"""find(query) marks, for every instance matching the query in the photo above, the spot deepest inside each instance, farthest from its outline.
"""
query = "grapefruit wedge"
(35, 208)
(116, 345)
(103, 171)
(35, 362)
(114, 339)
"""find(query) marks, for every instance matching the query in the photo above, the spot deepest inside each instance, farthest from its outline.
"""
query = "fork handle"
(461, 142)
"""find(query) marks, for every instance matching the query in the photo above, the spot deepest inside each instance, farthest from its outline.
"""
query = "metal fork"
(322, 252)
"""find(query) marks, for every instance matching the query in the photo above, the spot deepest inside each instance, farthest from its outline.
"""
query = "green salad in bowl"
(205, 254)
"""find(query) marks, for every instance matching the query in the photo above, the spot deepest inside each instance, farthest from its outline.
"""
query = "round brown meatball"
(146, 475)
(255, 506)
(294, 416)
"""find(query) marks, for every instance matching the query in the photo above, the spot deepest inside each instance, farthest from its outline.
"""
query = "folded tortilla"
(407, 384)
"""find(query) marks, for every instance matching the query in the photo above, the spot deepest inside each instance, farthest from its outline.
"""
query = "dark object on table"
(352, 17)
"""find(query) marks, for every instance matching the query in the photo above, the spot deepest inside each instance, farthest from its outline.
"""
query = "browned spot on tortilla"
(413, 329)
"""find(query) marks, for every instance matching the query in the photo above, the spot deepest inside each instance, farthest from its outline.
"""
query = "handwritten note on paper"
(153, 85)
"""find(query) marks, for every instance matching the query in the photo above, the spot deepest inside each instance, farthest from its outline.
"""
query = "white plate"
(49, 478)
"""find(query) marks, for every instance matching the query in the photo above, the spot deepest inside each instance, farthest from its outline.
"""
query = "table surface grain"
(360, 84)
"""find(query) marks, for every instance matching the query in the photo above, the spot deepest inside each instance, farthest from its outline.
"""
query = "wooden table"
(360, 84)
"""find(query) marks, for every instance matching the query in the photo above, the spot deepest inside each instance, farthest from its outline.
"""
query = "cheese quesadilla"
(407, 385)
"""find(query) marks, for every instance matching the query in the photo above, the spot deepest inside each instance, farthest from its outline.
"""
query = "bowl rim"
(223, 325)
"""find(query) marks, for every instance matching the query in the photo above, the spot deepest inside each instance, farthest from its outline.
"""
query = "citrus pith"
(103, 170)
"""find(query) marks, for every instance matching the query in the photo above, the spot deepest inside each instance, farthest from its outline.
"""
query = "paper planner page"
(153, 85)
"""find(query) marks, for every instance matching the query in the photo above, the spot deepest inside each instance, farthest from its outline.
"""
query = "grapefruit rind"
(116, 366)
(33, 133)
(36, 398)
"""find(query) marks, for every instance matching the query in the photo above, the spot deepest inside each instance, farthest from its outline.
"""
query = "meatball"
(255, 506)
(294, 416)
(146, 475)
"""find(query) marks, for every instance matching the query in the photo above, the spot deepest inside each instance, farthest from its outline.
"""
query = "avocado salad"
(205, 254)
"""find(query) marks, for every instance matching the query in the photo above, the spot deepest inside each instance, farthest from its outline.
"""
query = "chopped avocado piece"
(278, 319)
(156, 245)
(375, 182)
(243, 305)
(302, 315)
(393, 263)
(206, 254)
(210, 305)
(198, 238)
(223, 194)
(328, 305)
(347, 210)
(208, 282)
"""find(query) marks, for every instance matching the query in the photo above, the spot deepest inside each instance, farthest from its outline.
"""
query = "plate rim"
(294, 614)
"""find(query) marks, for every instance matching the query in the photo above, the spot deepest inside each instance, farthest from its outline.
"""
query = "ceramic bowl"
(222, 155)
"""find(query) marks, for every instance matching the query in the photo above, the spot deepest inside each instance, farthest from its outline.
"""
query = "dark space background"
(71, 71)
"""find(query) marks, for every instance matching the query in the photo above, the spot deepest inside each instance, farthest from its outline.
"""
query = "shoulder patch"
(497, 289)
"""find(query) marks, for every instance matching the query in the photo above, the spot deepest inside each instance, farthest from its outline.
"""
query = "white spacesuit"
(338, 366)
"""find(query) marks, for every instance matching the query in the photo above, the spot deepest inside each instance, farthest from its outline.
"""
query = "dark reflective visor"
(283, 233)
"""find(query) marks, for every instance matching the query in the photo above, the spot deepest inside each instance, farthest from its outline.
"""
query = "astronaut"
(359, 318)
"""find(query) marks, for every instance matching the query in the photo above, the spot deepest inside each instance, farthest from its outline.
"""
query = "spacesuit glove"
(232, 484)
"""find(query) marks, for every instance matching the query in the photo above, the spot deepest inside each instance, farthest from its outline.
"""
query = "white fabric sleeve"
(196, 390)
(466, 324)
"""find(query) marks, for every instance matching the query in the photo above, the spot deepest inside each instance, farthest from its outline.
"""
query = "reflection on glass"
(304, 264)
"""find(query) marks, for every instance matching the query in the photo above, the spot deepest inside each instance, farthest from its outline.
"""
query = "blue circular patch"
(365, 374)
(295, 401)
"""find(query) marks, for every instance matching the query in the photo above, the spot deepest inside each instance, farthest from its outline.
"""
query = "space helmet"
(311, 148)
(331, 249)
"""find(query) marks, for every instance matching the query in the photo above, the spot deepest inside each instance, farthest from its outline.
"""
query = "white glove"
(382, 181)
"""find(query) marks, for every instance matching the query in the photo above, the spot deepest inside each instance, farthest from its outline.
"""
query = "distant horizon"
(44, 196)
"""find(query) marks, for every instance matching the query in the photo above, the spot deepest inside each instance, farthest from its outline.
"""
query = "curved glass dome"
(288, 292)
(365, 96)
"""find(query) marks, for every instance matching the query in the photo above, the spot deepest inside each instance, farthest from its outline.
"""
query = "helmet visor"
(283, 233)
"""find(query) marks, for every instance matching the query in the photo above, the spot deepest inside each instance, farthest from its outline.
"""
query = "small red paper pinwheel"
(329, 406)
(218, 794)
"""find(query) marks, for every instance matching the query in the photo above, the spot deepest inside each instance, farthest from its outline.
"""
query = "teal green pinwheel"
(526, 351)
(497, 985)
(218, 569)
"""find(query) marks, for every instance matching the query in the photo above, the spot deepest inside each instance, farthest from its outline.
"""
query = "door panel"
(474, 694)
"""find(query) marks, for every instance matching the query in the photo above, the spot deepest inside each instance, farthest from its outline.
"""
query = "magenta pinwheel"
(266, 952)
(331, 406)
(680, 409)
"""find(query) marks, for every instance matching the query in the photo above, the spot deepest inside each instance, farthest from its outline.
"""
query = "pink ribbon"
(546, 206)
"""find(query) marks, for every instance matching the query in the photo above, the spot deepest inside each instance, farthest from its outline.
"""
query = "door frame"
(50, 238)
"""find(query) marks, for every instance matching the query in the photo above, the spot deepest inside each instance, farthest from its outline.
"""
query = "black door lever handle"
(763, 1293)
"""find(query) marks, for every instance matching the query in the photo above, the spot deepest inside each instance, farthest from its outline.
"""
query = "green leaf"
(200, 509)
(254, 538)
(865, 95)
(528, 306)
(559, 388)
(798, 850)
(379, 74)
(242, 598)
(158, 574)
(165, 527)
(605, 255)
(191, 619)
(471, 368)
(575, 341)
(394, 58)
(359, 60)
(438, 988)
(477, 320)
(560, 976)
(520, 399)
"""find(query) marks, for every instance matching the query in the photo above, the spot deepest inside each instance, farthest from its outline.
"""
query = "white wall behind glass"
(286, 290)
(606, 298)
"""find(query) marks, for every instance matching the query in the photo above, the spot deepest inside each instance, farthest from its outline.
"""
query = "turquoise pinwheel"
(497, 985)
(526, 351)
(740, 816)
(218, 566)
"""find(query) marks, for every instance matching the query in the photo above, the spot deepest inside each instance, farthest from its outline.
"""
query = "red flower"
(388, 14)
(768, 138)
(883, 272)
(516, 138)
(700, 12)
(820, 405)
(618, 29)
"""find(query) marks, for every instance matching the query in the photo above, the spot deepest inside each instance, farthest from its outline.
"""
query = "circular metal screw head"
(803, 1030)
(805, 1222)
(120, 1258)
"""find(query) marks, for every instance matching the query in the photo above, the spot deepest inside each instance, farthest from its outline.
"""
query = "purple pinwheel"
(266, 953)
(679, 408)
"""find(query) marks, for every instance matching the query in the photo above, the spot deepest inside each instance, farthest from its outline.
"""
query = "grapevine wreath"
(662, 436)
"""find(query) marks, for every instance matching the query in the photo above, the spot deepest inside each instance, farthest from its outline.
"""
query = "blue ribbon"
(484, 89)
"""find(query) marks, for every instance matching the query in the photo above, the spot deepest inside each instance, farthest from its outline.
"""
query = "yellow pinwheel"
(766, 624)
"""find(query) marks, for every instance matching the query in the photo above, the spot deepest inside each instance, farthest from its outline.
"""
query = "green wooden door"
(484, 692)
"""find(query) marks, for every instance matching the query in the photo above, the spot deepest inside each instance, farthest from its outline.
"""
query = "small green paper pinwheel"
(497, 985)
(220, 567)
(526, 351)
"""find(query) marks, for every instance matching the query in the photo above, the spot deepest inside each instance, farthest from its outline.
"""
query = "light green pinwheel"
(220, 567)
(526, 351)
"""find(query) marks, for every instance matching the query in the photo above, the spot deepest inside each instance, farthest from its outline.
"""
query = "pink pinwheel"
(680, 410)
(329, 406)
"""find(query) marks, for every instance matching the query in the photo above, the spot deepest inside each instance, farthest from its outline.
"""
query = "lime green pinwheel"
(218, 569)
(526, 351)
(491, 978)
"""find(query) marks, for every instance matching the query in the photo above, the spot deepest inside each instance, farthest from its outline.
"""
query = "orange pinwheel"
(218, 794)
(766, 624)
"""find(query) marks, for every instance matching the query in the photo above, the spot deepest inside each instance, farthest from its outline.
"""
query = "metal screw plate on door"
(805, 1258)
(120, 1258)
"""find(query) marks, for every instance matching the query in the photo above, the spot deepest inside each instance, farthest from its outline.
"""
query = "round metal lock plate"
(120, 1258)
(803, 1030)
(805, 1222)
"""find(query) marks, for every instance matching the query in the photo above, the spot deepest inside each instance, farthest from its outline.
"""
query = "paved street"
+--
SET TASK ->
Find every line in the entries above that contains the string "avocado" and copy each one out. Letter case must match.

FULL OUTPUT ->
query = "avocado salad"
query = "chopped avocado piece"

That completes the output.